- [Task goal]: Move every keypoint coordinate in the records below by adding 23 to each of its numbers, and write the lines out again, requests included, starting with the line that contains "napkin in the photo above." and going on through the end of the records. Leave the pictures out of your answer.

- [Entries provided]:
======

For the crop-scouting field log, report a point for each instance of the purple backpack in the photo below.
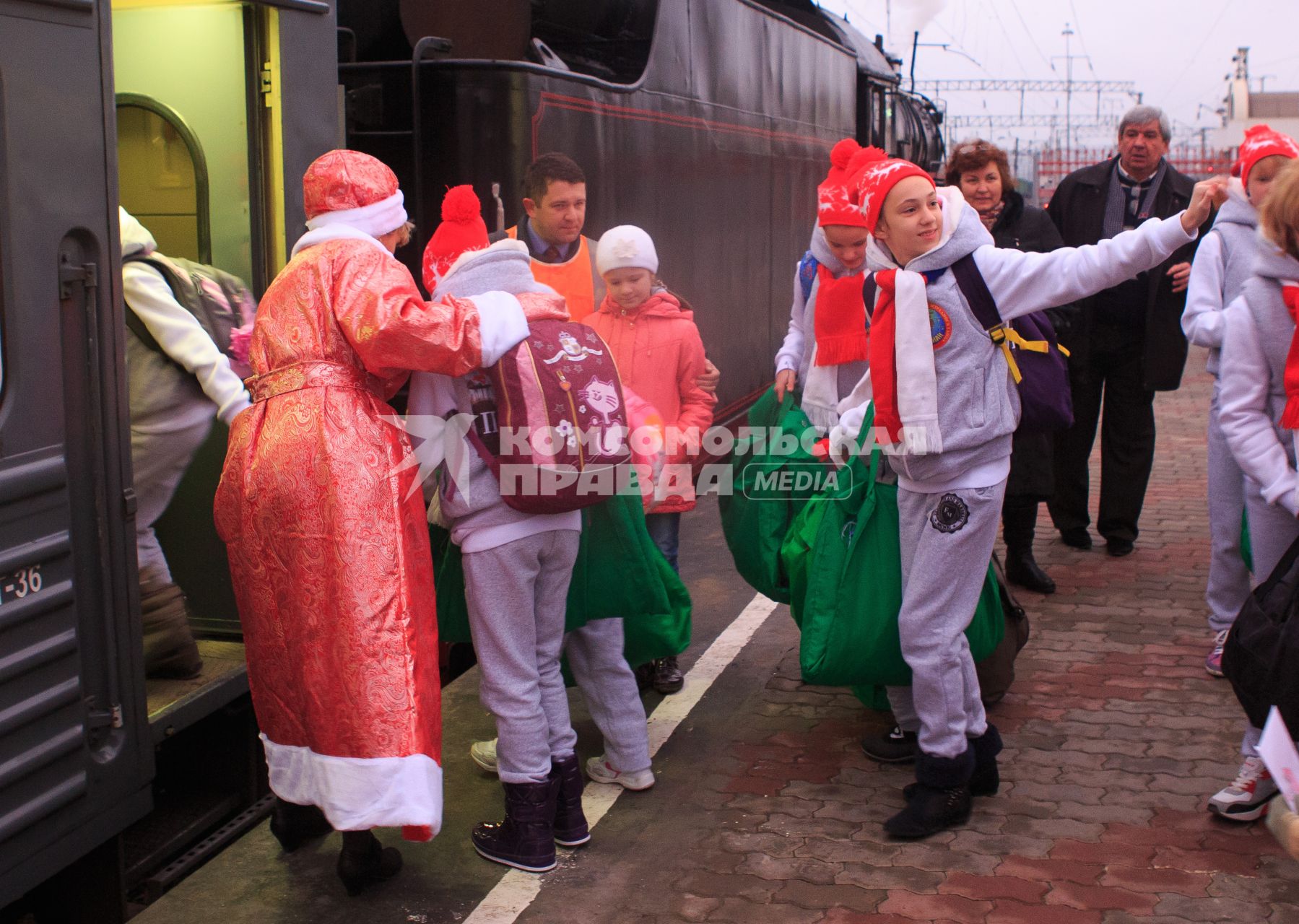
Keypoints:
(1046, 398)
(549, 419)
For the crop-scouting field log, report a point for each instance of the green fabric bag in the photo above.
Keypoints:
(619, 572)
(756, 517)
(1246, 543)
(845, 565)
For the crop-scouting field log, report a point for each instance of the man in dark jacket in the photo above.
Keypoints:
(1126, 341)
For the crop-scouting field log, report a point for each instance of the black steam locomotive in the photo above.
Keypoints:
(707, 122)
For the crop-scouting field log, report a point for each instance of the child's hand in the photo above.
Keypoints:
(785, 382)
(1181, 274)
(1207, 193)
(707, 382)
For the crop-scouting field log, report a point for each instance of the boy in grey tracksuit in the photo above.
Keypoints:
(952, 450)
(1258, 339)
(1222, 263)
(517, 569)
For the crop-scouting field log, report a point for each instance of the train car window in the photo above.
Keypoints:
(609, 39)
(162, 177)
(188, 60)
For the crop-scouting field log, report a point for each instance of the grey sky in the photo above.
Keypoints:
(1176, 51)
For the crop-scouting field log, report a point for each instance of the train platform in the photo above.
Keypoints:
(767, 810)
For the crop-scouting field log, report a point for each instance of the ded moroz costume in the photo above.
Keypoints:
(325, 530)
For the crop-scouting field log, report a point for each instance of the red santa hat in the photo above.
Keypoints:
(1260, 141)
(834, 198)
(347, 187)
(874, 175)
(461, 230)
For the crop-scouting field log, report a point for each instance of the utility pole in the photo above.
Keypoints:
(1068, 83)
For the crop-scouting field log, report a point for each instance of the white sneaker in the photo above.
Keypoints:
(1246, 800)
(484, 753)
(601, 771)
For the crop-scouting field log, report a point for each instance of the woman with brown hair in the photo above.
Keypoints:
(982, 172)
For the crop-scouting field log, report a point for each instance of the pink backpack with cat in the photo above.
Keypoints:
(549, 419)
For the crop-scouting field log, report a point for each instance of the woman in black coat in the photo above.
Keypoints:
(982, 172)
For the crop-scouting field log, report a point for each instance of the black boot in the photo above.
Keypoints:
(364, 860)
(570, 829)
(1021, 569)
(666, 675)
(294, 824)
(941, 798)
(170, 652)
(525, 840)
(986, 779)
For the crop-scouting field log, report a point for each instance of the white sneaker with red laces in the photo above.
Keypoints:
(601, 771)
(1246, 800)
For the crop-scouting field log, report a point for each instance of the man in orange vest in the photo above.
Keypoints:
(562, 257)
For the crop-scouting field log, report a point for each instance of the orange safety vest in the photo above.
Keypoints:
(572, 279)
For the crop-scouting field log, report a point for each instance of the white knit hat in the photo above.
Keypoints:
(625, 247)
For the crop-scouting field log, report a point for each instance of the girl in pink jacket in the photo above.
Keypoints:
(660, 356)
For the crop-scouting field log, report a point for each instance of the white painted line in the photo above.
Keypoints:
(516, 891)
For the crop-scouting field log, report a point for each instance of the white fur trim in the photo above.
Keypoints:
(500, 323)
(917, 375)
(377, 218)
(334, 232)
(469, 256)
(359, 793)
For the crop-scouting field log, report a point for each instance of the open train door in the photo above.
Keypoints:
(74, 751)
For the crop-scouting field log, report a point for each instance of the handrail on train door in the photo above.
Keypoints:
(426, 43)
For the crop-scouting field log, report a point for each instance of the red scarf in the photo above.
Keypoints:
(884, 374)
(840, 322)
(1290, 418)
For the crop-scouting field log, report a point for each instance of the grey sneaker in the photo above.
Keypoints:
(601, 771)
(484, 753)
(1246, 800)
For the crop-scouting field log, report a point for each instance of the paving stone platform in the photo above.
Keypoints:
(765, 808)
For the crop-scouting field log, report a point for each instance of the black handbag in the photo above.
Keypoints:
(1261, 653)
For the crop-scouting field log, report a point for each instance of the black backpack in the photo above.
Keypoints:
(1261, 653)
(219, 300)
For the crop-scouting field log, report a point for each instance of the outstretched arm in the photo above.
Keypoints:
(1029, 282)
(391, 326)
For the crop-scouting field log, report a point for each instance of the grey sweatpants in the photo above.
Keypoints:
(609, 688)
(517, 597)
(946, 545)
(159, 462)
(1229, 579)
(1272, 531)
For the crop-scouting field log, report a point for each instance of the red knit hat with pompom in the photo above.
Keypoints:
(833, 198)
(874, 174)
(1260, 141)
(461, 230)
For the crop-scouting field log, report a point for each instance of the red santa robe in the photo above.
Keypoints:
(328, 539)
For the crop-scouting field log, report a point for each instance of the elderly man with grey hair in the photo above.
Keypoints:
(1126, 341)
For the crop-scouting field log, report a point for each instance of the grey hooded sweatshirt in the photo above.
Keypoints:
(1253, 396)
(1222, 263)
(978, 403)
(479, 518)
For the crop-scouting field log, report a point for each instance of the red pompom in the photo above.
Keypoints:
(460, 204)
(866, 156)
(843, 152)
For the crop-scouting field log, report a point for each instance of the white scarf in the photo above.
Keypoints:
(913, 344)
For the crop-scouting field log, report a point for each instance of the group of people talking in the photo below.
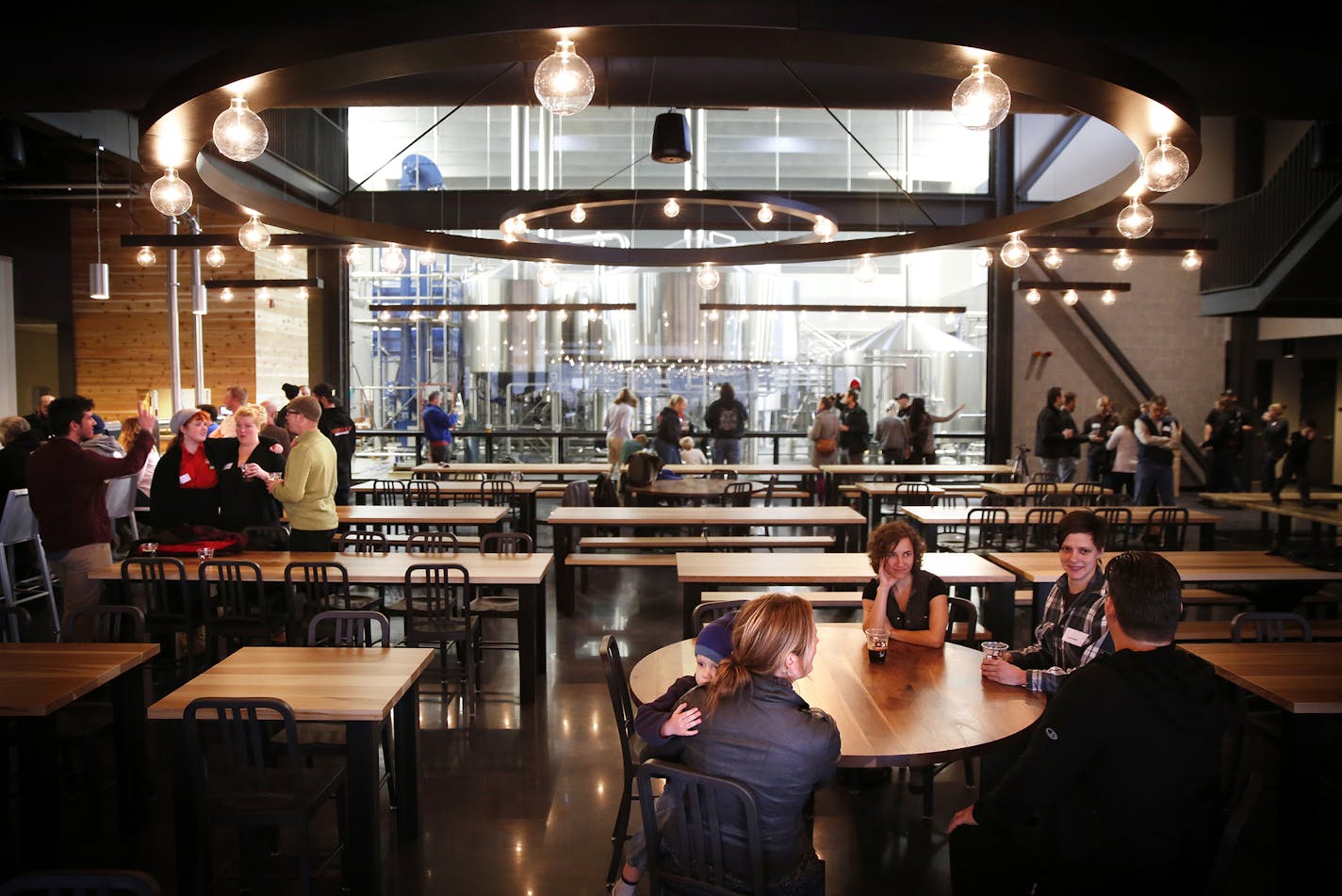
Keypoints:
(1122, 763)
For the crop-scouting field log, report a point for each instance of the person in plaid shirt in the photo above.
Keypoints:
(1072, 630)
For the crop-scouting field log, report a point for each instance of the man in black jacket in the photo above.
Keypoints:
(1118, 789)
(337, 426)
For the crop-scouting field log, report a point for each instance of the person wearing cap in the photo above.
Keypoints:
(186, 486)
(307, 487)
(337, 426)
(667, 718)
(67, 488)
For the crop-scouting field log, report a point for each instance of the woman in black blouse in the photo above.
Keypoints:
(904, 597)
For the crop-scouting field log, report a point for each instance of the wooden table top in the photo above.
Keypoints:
(1193, 566)
(319, 683)
(920, 706)
(826, 515)
(459, 487)
(798, 567)
(918, 469)
(412, 515)
(384, 569)
(41, 677)
(1016, 515)
(1303, 677)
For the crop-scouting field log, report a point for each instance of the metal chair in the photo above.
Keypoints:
(18, 526)
(82, 883)
(1167, 529)
(622, 705)
(237, 786)
(1118, 523)
(437, 613)
(702, 806)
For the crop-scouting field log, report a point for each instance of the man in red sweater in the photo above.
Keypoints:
(67, 488)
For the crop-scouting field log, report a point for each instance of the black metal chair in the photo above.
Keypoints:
(235, 785)
(81, 883)
(622, 705)
(701, 806)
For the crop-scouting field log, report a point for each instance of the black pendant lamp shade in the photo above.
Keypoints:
(671, 138)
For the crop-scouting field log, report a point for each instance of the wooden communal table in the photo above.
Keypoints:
(934, 518)
(524, 572)
(1304, 680)
(41, 679)
(524, 496)
(836, 474)
(920, 707)
(845, 523)
(701, 570)
(1041, 569)
(356, 686)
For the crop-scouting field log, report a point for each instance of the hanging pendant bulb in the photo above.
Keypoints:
(239, 133)
(254, 236)
(1013, 253)
(981, 101)
(392, 259)
(1165, 168)
(548, 274)
(866, 269)
(708, 276)
(1136, 220)
(171, 195)
(564, 82)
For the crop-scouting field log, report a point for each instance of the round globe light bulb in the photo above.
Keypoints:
(1013, 253)
(708, 278)
(1136, 220)
(1165, 167)
(171, 195)
(254, 235)
(239, 133)
(564, 82)
(866, 269)
(981, 101)
(548, 274)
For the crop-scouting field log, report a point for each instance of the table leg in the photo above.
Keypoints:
(363, 839)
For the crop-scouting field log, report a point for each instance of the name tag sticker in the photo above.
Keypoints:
(1076, 637)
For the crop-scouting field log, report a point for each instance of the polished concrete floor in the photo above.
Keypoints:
(521, 800)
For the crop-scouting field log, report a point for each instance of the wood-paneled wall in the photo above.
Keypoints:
(121, 344)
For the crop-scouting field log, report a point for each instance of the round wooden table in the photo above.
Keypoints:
(921, 706)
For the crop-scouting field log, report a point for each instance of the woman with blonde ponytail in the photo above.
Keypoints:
(759, 731)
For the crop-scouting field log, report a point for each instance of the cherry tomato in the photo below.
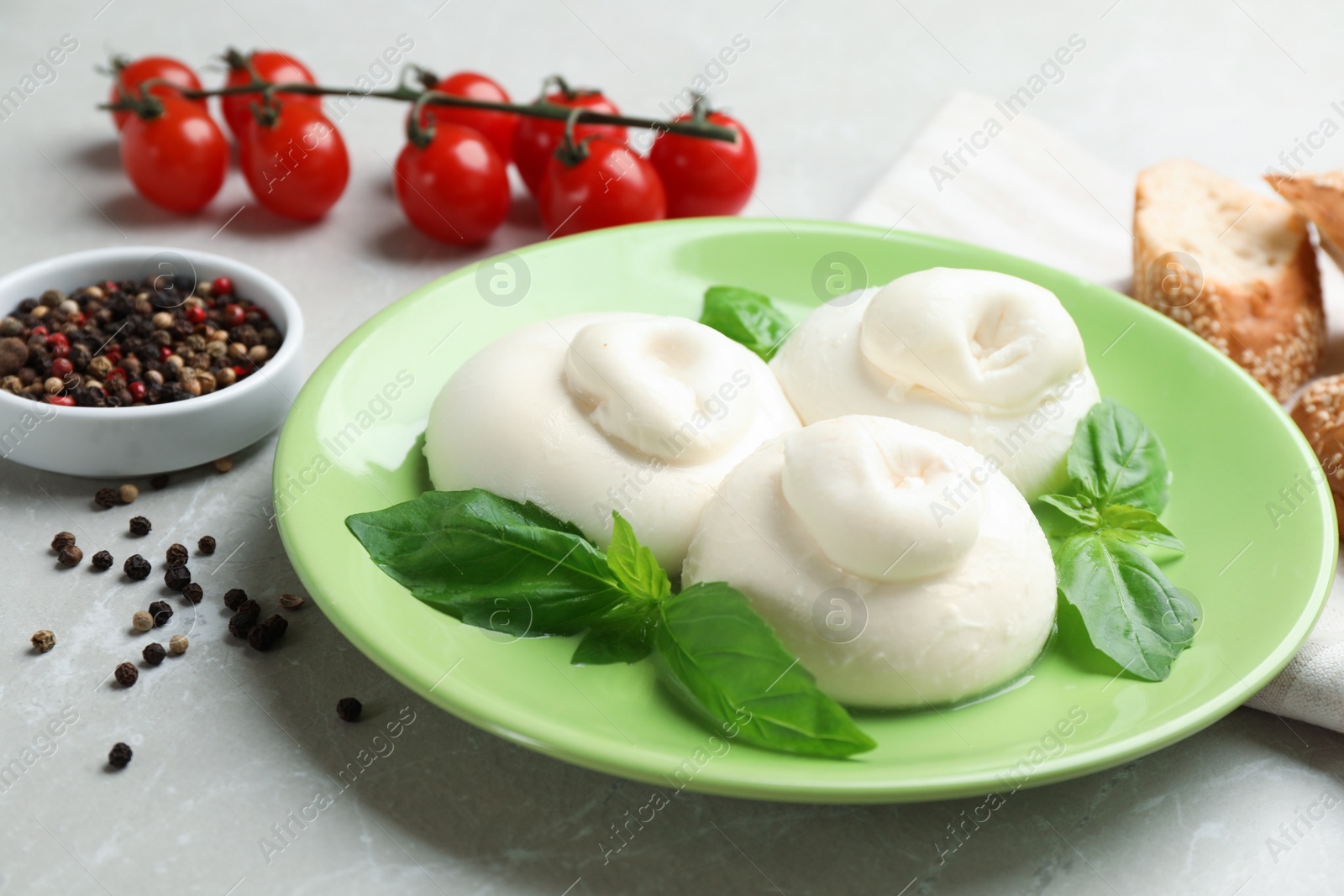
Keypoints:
(178, 159)
(611, 186)
(456, 188)
(706, 176)
(296, 165)
(277, 69)
(537, 139)
(131, 76)
(496, 127)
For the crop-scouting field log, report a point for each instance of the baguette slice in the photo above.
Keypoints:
(1236, 268)
(1321, 199)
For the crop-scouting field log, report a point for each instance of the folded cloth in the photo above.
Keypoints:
(987, 174)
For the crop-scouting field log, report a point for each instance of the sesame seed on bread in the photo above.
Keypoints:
(1234, 266)
(1321, 199)
(1320, 414)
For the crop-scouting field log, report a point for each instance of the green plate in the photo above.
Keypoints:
(353, 443)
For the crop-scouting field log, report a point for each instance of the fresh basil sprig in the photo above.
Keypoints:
(723, 658)
(515, 569)
(748, 317)
(1119, 484)
(491, 563)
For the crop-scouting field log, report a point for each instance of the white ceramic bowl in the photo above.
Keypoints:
(159, 438)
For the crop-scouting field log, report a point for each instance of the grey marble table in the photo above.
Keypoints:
(239, 786)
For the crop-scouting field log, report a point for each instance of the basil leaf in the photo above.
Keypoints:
(1117, 459)
(1139, 527)
(727, 664)
(635, 566)
(491, 562)
(748, 317)
(1074, 506)
(622, 637)
(1132, 613)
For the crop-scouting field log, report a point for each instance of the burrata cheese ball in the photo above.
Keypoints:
(842, 537)
(593, 414)
(991, 360)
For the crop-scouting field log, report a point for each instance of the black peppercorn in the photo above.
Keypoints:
(127, 674)
(136, 567)
(118, 757)
(161, 611)
(265, 634)
(244, 620)
(176, 578)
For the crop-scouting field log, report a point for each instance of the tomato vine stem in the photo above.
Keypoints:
(539, 109)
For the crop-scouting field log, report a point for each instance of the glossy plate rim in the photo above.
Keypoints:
(557, 741)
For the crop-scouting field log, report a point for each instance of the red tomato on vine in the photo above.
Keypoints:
(178, 157)
(272, 66)
(496, 127)
(454, 188)
(537, 139)
(598, 183)
(295, 161)
(129, 76)
(706, 176)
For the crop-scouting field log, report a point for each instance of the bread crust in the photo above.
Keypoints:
(1274, 328)
(1321, 199)
(1320, 414)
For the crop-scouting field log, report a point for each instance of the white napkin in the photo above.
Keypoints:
(979, 174)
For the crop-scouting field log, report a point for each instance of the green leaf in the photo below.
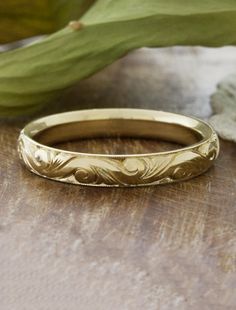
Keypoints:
(36, 74)
(20, 19)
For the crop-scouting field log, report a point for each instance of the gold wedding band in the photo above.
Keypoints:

======

- [Task result]:
For the crop-scouting field log, report a point for each instance of the white napkin in the photo above.
Keypoints:
(1002, 197)
For the crop-scouting field log, report a point for each instance of the green leaf in the photo below.
Keypoints:
(59, 97)
(43, 42)
For the crop-scouting field log, report a point for each instance of the gold wedding band in the photo above.
Keypoints:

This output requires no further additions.